**AIM OF THE TASK**. Starting at the line below that contains "Search the above image: is any stone paved", print each line through the end of the records exactly as it appears.

A run of records
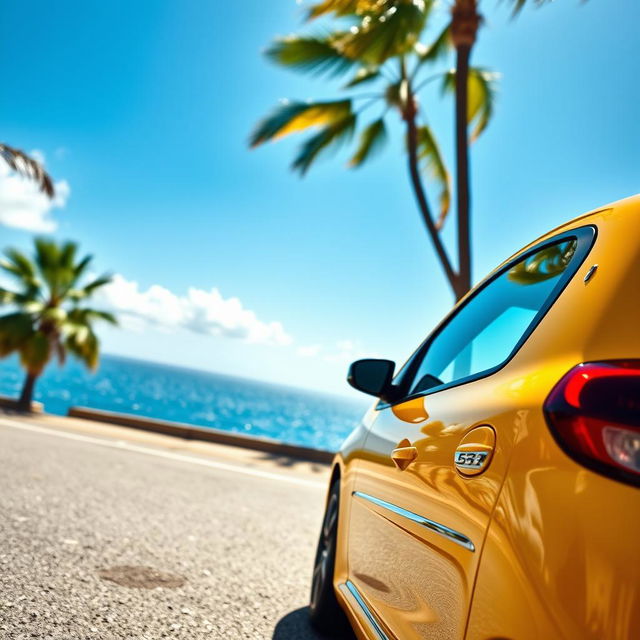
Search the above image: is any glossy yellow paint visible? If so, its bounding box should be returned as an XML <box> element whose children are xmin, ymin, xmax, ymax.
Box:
<box><xmin>335</xmin><ymin>197</ymin><xmax>640</xmax><ymax>640</ymax></box>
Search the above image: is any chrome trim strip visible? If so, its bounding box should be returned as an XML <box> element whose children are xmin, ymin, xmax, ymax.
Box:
<box><xmin>340</xmin><ymin>580</ymin><xmax>390</xmax><ymax>640</ymax></box>
<box><xmin>351</xmin><ymin>491</ymin><xmax>476</xmax><ymax>551</ymax></box>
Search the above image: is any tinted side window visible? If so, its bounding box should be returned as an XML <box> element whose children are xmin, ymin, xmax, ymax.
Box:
<box><xmin>409</xmin><ymin>238</ymin><xmax>578</xmax><ymax>393</ymax></box>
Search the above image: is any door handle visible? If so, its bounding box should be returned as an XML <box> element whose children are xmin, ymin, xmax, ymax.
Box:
<box><xmin>391</xmin><ymin>438</ymin><xmax>418</xmax><ymax>471</ymax></box>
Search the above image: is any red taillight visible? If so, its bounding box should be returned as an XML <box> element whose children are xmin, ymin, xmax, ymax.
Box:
<box><xmin>544</xmin><ymin>360</ymin><xmax>640</xmax><ymax>485</ymax></box>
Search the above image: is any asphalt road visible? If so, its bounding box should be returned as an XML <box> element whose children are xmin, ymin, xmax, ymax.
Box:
<box><xmin>0</xmin><ymin>417</ymin><xmax>340</xmax><ymax>640</ymax></box>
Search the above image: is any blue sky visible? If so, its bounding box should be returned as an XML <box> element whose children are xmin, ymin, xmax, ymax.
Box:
<box><xmin>0</xmin><ymin>0</ymin><xmax>640</xmax><ymax>393</ymax></box>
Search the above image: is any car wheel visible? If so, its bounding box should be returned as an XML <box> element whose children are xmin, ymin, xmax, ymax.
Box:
<box><xmin>309</xmin><ymin>481</ymin><xmax>350</xmax><ymax>638</ymax></box>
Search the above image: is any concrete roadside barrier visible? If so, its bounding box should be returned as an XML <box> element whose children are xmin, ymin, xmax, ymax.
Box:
<box><xmin>0</xmin><ymin>396</ymin><xmax>44</xmax><ymax>413</ymax></box>
<box><xmin>67</xmin><ymin>407</ymin><xmax>334</xmax><ymax>464</ymax></box>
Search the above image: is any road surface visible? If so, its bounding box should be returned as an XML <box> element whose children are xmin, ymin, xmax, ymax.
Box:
<box><xmin>0</xmin><ymin>416</ymin><xmax>340</xmax><ymax>640</ymax></box>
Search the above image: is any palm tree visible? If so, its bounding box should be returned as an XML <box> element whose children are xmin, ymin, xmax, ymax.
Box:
<box><xmin>0</xmin><ymin>142</ymin><xmax>55</xmax><ymax>198</ymax></box>
<box><xmin>0</xmin><ymin>238</ymin><xmax>116</xmax><ymax>411</ymax></box>
<box><xmin>448</xmin><ymin>0</ymin><xmax>551</xmax><ymax>293</ymax></box>
<box><xmin>250</xmin><ymin>0</ymin><xmax>496</xmax><ymax>299</ymax></box>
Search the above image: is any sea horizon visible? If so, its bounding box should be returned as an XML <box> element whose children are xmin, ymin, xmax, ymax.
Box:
<box><xmin>0</xmin><ymin>353</ymin><xmax>367</xmax><ymax>451</ymax></box>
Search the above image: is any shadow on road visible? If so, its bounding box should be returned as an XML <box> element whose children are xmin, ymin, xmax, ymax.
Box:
<box><xmin>272</xmin><ymin>607</ymin><xmax>355</xmax><ymax>640</ymax></box>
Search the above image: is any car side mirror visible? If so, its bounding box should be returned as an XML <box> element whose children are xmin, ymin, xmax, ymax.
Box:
<box><xmin>347</xmin><ymin>358</ymin><xmax>396</xmax><ymax>398</ymax></box>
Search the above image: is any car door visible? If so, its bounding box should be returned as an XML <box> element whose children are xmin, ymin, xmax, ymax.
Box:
<box><xmin>348</xmin><ymin>227</ymin><xmax>594</xmax><ymax>640</ymax></box>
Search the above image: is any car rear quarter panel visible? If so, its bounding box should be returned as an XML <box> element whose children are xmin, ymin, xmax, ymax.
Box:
<box><xmin>466</xmin><ymin>200</ymin><xmax>640</xmax><ymax>640</ymax></box>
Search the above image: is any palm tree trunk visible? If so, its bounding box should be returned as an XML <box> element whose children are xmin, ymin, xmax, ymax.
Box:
<box><xmin>18</xmin><ymin>372</ymin><xmax>38</xmax><ymax>411</ymax></box>
<box><xmin>454</xmin><ymin>45</ymin><xmax>471</xmax><ymax>300</ymax></box>
<box><xmin>403</xmin><ymin>87</ymin><xmax>457</xmax><ymax>295</ymax></box>
<box><xmin>451</xmin><ymin>0</ymin><xmax>481</xmax><ymax>300</ymax></box>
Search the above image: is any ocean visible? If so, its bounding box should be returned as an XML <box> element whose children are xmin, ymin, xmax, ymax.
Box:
<box><xmin>0</xmin><ymin>355</ymin><xmax>367</xmax><ymax>451</ymax></box>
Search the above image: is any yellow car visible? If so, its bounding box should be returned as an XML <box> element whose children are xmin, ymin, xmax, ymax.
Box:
<box><xmin>310</xmin><ymin>197</ymin><xmax>640</xmax><ymax>640</ymax></box>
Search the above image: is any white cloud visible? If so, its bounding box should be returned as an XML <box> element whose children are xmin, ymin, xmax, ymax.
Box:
<box><xmin>296</xmin><ymin>340</ymin><xmax>379</xmax><ymax>365</ymax></box>
<box><xmin>101</xmin><ymin>275</ymin><xmax>292</xmax><ymax>345</ymax></box>
<box><xmin>296</xmin><ymin>344</ymin><xmax>322</xmax><ymax>358</ymax></box>
<box><xmin>323</xmin><ymin>340</ymin><xmax>380</xmax><ymax>364</ymax></box>
<box><xmin>0</xmin><ymin>151</ymin><xmax>71</xmax><ymax>233</ymax></box>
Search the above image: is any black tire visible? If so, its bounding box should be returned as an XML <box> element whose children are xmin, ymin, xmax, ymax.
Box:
<box><xmin>309</xmin><ymin>481</ymin><xmax>353</xmax><ymax>638</ymax></box>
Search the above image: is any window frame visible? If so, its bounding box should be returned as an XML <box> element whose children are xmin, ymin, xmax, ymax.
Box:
<box><xmin>376</xmin><ymin>225</ymin><xmax>598</xmax><ymax>410</ymax></box>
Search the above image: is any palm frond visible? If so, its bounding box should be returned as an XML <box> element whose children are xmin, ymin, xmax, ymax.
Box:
<box><xmin>344</xmin><ymin>66</ymin><xmax>381</xmax><ymax>89</ymax></box>
<box><xmin>349</xmin><ymin>118</ymin><xmax>387</xmax><ymax>167</ymax></box>
<box><xmin>336</xmin><ymin>0</ymin><xmax>433</xmax><ymax>65</ymax></box>
<box><xmin>291</xmin><ymin>113</ymin><xmax>356</xmax><ymax>176</ymax></box>
<box><xmin>442</xmin><ymin>67</ymin><xmax>500</xmax><ymax>142</ymax></box>
<box><xmin>418</xmin><ymin>125</ymin><xmax>451</xmax><ymax>229</ymax></box>
<box><xmin>67</xmin><ymin>274</ymin><xmax>113</xmax><ymax>301</ymax></box>
<box><xmin>67</xmin><ymin>308</ymin><xmax>118</xmax><ymax>327</ymax></box>
<box><xmin>0</xmin><ymin>249</ymin><xmax>39</xmax><ymax>288</ymax></box>
<box><xmin>0</xmin><ymin>142</ymin><xmax>55</xmax><ymax>198</ymax></box>
<box><xmin>265</xmin><ymin>33</ymin><xmax>355</xmax><ymax>75</ymax></box>
<box><xmin>249</xmin><ymin>100</ymin><xmax>351</xmax><ymax>147</ymax></box>
<box><xmin>307</xmin><ymin>0</ymin><xmax>382</xmax><ymax>20</ymax></box>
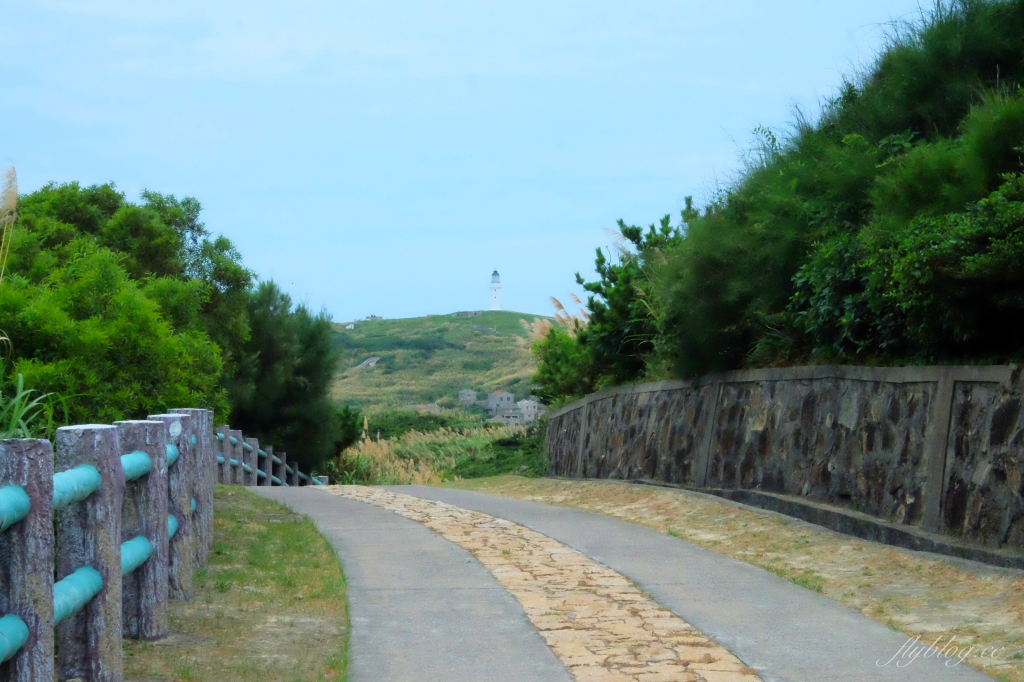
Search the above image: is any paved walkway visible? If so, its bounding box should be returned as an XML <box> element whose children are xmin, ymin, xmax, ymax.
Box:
<box><xmin>258</xmin><ymin>486</ymin><xmax>990</xmax><ymax>682</ymax></box>
<box><xmin>388</xmin><ymin>485</ymin><xmax>992</xmax><ymax>682</ymax></box>
<box><xmin>252</xmin><ymin>487</ymin><xmax>572</xmax><ymax>682</ymax></box>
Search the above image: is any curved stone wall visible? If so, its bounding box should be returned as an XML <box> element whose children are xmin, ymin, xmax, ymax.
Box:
<box><xmin>547</xmin><ymin>366</ymin><xmax>1024</xmax><ymax>547</ymax></box>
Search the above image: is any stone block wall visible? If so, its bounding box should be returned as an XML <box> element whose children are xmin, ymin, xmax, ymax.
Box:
<box><xmin>547</xmin><ymin>366</ymin><xmax>1024</xmax><ymax>547</ymax></box>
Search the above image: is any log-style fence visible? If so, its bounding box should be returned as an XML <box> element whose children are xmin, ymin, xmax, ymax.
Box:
<box><xmin>0</xmin><ymin>410</ymin><xmax>321</xmax><ymax>682</ymax></box>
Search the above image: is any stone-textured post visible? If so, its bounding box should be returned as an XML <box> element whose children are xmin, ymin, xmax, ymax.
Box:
<box><xmin>216</xmin><ymin>424</ymin><xmax>232</xmax><ymax>484</ymax></box>
<box><xmin>171</xmin><ymin>409</ymin><xmax>220</xmax><ymax>566</ymax></box>
<box><xmin>114</xmin><ymin>421</ymin><xmax>170</xmax><ymax>640</ymax></box>
<box><xmin>921</xmin><ymin>367</ymin><xmax>956</xmax><ymax>532</ymax></box>
<box><xmin>225</xmin><ymin>429</ymin><xmax>245</xmax><ymax>485</ymax></box>
<box><xmin>150</xmin><ymin>415</ymin><xmax>199</xmax><ymax>599</ymax></box>
<box><xmin>54</xmin><ymin>424</ymin><xmax>125</xmax><ymax>682</ymax></box>
<box><xmin>258</xmin><ymin>445</ymin><xmax>273</xmax><ymax>485</ymax></box>
<box><xmin>0</xmin><ymin>440</ymin><xmax>53</xmax><ymax>682</ymax></box>
<box><xmin>242</xmin><ymin>438</ymin><xmax>259</xmax><ymax>485</ymax></box>
<box><xmin>273</xmin><ymin>453</ymin><xmax>288</xmax><ymax>485</ymax></box>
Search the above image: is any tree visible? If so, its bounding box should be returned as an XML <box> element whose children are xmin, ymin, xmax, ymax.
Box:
<box><xmin>231</xmin><ymin>282</ymin><xmax>345</xmax><ymax>469</ymax></box>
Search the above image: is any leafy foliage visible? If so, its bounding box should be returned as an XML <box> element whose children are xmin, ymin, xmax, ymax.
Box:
<box><xmin>0</xmin><ymin>182</ymin><xmax>344</xmax><ymax>468</ymax></box>
<box><xmin>538</xmin><ymin>0</ymin><xmax>1024</xmax><ymax>396</ymax></box>
<box><xmin>231</xmin><ymin>282</ymin><xmax>344</xmax><ymax>469</ymax></box>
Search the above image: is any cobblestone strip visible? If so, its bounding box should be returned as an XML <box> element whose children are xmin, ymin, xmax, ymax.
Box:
<box><xmin>321</xmin><ymin>485</ymin><xmax>760</xmax><ymax>682</ymax></box>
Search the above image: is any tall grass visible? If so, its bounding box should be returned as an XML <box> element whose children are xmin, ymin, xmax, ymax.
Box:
<box><xmin>0</xmin><ymin>368</ymin><xmax>53</xmax><ymax>440</ymax></box>
<box><xmin>330</xmin><ymin>426</ymin><xmax>527</xmax><ymax>485</ymax></box>
<box><xmin>0</xmin><ymin>166</ymin><xmax>17</xmax><ymax>285</ymax></box>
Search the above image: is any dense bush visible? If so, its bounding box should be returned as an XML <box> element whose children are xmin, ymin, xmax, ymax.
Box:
<box><xmin>231</xmin><ymin>282</ymin><xmax>343</xmax><ymax>469</ymax></box>
<box><xmin>0</xmin><ymin>182</ymin><xmax>344</xmax><ymax>468</ymax></box>
<box><xmin>0</xmin><ymin>183</ymin><xmax>237</xmax><ymax>422</ymax></box>
<box><xmin>537</xmin><ymin>0</ymin><xmax>1024</xmax><ymax>396</ymax></box>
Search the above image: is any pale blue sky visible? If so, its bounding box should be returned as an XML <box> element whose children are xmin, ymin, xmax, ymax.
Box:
<box><xmin>0</xmin><ymin>0</ymin><xmax>919</xmax><ymax>322</ymax></box>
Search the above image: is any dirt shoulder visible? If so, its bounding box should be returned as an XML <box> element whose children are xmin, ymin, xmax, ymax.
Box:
<box><xmin>445</xmin><ymin>476</ymin><xmax>1024</xmax><ymax>682</ymax></box>
<box><xmin>125</xmin><ymin>485</ymin><xmax>348</xmax><ymax>682</ymax></box>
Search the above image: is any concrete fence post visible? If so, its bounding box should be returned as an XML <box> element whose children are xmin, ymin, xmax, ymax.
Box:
<box><xmin>214</xmin><ymin>424</ymin><xmax>232</xmax><ymax>484</ymax></box>
<box><xmin>150</xmin><ymin>415</ymin><xmax>199</xmax><ymax>599</ymax></box>
<box><xmin>273</xmin><ymin>453</ymin><xmax>288</xmax><ymax>485</ymax></box>
<box><xmin>114</xmin><ymin>421</ymin><xmax>170</xmax><ymax>640</ymax></box>
<box><xmin>227</xmin><ymin>429</ymin><xmax>245</xmax><ymax>485</ymax></box>
<box><xmin>54</xmin><ymin>425</ymin><xmax>125</xmax><ymax>682</ymax></box>
<box><xmin>242</xmin><ymin>438</ymin><xmax>259</xmax><ymax>486</ymax></box>
<box><xmin>171</xmin><ymin>409</ymin><xmax>220</xmax><ymax>566</ymax></box>
<box><xmin>0</xmin><ymin>440</ymin><xmax>53</xmax><ymax>682</ymax></box>
<box><xmin>259</xmin><ymin>445</ymin><xmax>273</xmax><ymax>485</ymax></box>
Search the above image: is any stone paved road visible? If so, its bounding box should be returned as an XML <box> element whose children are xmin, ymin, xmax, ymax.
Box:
<box><xmin>257</xmin><ymin>486</ymin><xmax>991</xmax><ymax>682</ymax></box>
<box><xmin>327</xmin><ymin>485</ymin><xmax>761</xmax><ymax>682</ymax></box>
<box><xmin>399</xmin><ymin>485</ymin><xmax>992</xmax><ymax>682</ymax></box>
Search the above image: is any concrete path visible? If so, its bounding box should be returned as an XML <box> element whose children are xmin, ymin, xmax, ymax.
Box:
<box><xmin>252</xmin><ymin>487</ymin><xmax>572</xmax><ymax>682</ymax></box>
<box><xmin>397</xmin><ymin>485</ymin><xmax>991</xmax><ymax>682</ymax></box>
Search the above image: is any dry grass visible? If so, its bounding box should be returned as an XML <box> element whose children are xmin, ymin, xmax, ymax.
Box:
<box><xmin>125</xmin><ymin>485</ymin><xmax>348</xmax><ymax>682</ymax></box>
<box><xmin>339</xmin><ymin>426</ymin><xmax>526</xmax><ymax>485</ymax></box>
<box><xmin>450</xmin><ymin>476</ymin><xmax>1024</xmax><ymax>681</ymax></box>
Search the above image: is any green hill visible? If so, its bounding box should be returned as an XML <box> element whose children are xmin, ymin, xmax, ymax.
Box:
<box><xmin>332</xmin><ymin>310</ymin><xmax>544</xmax><ymax>408</ymax></box>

**REPLY**.
Search the above image: is any stone paved road visible? If so, its bounding box should be returned as an XML <box> element whose children are xmin, ymin, xmax, ymax.
Box:
<box><xmin>257</xmin><ymin>486</ymin><xmax>991</xmax><ymax>682</ymax></box>
<box><xmin>327</xmin><ymin>485</ymin><xmax>761</xmax><ymax>682</ymax></box>
<box><xmin>399</xmin><ymin>485</ymin><xmax>992</xmax><ymax>682</ymax></box>
Search the above image: is any concrete path visible? If so, its bounding box should be returned as an XML <box> element whose children are xmin, ymin, xmax, ymax.
Box:
<box><xmin>252</xmin><ymin>487</ymin><xmax>572</xmax><ymax>682</ymax></box>
<box><xmin>397</xmin><ymin>485</ymin><xmax>991</xmax><ymax>682</ymax></box>
Search the above image: is any dry grass visible? If so, its bounding box should be returned as an XML <box> element whose children are xmin, ymin, xmax, ymax.
Box:
<box><xmin>125</xmin><ymin>485</ymin><xmax>348</xmax><ymax>682</ymax></box>
<box><xmin>339</xmin><ymin>426</ymin><xmax>526</xmax><ymax>485</ymax></box>
<box><xmin>450</xmin><ymin>476</ymin><xmax>1024</xmax><ymax>681</ymax></box>
Search the above image: is any green hill visible? If so, its bounding box should be returned as an XML <box> element whose children are xmin, ymin, xmax, ymax.
Box:
<box><xmin>332</xmin><ymin>310</ymin><xmax>544</xmax><ymax>408</ymax></box>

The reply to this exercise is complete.